→ EXERCICES:
1. D'après l'extrait sur Ai Weiwei, de quel peintre l'artiste revendique-t-il la filiation ?
2. Dans les enregistrements, recopiez les lignes en commençant à celle qui contient « Can you find the ventilation » et en vous arrêtant après celle qui contient « x=427, y=701 », demandes comprises. Multipliez chaque coordonnée des réponses par 0,4 et arrondissez à l'entier, les demis vers le haut.

→ EXTRAIT:
Ai Weiwei, né à Pékin en 1957, est considéré comme l’un des plus grands artistes contemporains. Mondialement connu pour ses œuvres révolutionnaires sur le plan tant artistique que politique, il est devenu une figure prééminente de l’opposition au pouvoir chinois. Se définissant lui-même comme « postimpressionniste », il revendique sa filiation avec Van Gogh. La peinture lui a permis d’échapper à la réalité communiste qui, dit-il, était pour lui un « désastre permanent ». Son père, Ai Qing, fut un proche de Mao Zedong et le poète chinois le plus prisé jusqu’à sa disgrâce en 1957, victime comme tant d’autres de la campagne « antidroitiers ». « En Chine, le pillage des richesses foncières dépasse de loin toutes les autres formes d’accumulation du capital », explique l’artiste pour qui il est clair que les dignitaires du régime, en particulier les « Princes rouges », les enfants des hauts dirigeants, sont corrompus jusqu’à l’os, profitant de passe-droits pour s’enrichir. Depuis son départ pour l’étranger, l’artiste est devenu un militant et un intellectuel influent dont la mission se résume en quelques mots : les valeurs universelles doivent s’appliquer à tous les pays du monde, y compris à la Chine.
P.-A. D.

→ DONNÉES D'ENTRÉE:

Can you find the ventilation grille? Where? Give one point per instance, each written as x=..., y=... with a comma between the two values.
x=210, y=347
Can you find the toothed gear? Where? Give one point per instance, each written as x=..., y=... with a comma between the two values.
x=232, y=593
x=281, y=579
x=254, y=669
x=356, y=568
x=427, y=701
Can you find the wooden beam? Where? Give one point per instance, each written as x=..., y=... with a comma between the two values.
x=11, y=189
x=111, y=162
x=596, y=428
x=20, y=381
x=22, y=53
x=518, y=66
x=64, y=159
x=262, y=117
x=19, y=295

* * *

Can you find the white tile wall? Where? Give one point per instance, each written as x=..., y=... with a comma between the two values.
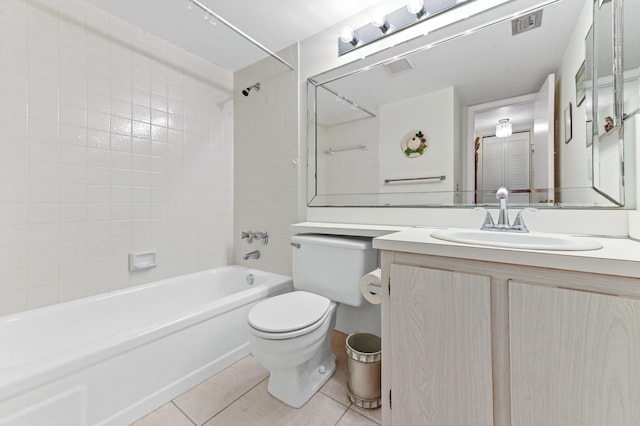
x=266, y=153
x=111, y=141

--

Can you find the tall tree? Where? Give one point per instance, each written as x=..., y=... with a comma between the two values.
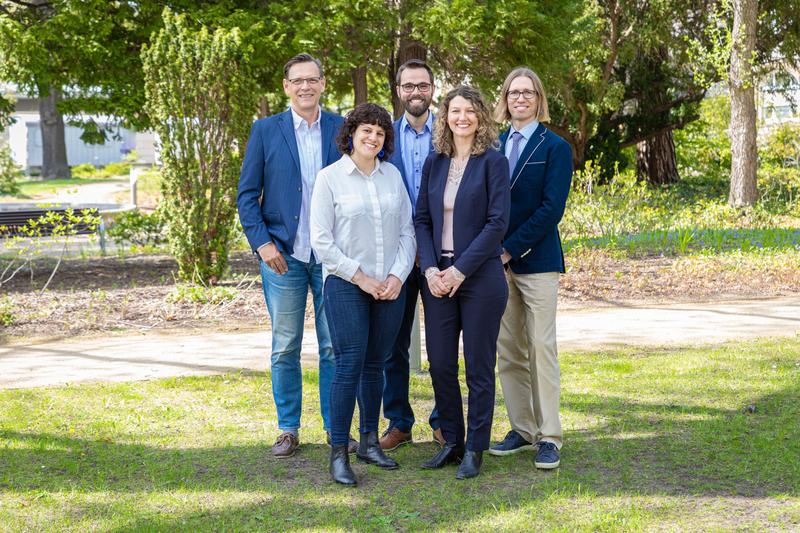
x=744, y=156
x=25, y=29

→ CORRIGÉS:
1. De Van Gogh.

2.
Can you find the ventilation grille? Where? Give one point per instance, each written as x=..., y=... with a comma between the two values.
x=84, y=139
Can you find the toothed gear? Where? Give one point per instance, each written as x=..., y=... with a comma between the two values.
x=93, y=237
x=112, y=232
x=102, y=268
x=142, y=227
x=171, y=280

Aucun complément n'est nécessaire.